**TASK OBJECTIVE**:
Output the data exactly, with every line intact.

**EXCERPTED DATA**:

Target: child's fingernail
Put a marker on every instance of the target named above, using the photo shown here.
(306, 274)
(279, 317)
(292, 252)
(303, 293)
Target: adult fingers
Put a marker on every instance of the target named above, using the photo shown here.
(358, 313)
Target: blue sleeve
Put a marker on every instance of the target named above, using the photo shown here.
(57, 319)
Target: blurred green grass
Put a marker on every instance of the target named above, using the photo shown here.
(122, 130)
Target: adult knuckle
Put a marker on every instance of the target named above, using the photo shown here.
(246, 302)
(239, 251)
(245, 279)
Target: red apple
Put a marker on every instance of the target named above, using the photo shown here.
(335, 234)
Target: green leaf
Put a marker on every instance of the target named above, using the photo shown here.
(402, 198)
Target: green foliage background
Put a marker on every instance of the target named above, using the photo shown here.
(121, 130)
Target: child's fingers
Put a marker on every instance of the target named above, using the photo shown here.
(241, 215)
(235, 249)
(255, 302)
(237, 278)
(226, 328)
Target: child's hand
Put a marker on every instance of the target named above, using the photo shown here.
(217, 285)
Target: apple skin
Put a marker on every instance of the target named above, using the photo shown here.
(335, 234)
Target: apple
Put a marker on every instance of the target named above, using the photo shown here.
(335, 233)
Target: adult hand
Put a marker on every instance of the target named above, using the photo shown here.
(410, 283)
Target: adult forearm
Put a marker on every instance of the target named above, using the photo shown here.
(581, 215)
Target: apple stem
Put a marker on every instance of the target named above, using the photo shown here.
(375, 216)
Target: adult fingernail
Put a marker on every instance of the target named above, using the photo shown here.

**COMPLETE OUTPUT**:
Target: child's fingernail
Put a marker on every instance of the target named above, using the photo shown here.
(306, 274)
(279, 317)
(292, 252)
(303, 293)
Target: adult fingers
Put a marker on every instance of the target named above, using the photo shown here.
(358, 313)
Target: blue sleeve
Put a marker on every instance of the target named above, using the photo shown here.
(57, 319)
Target: blurred green grass
Put a marker on every instance of the target named above, using the photo shown here.
(122, 130)
Target: adult knuckle
Put a marker on every instance of the target named above, using the photo shown here.
(246, 302)
(239, 251)
(245, 279)
Target: red apple
Put a marker on every instance of the target named above, using the photo shown here.
(335, 234)
Target: green leaf
Put a marker on every instance of the target named above, using the photo shown here.
(402, 198)
Target: green foliage background
Put a marker on every instance of the target named above, using the photo shown here.
(121, 130)
Target: child's fingers
Put a marker on every instance of the target named above, using the photo shown here.
(241, 215)
(235, 249)
(255, 302)
(237, 278)
(226, 328)
Target: child's hand
Put a marker on every instance of the target named above, using the photo shown here.
(217, 285)
Target: apple skin
Put a marker on every instance of the target named above, using the photo shown here.
(335, 234)
Target: apple
Put a marker on every instance of the target named above, using the photo shown here.
(335, 233)
Target: adult hand
Put a marker on every instance of the target named above, using the photo shown here.
(410, 283)
Target: adult forearm
Put a marker on every instance of the target named above, using the photo shown here.
(581, 215)
Target: apple stem
Put a marker on every instance of the target named above, using the photo shown here.
(375, 216)
Target: adult fingernail
Put a marker on every instance of the target named above, using the photo shown here.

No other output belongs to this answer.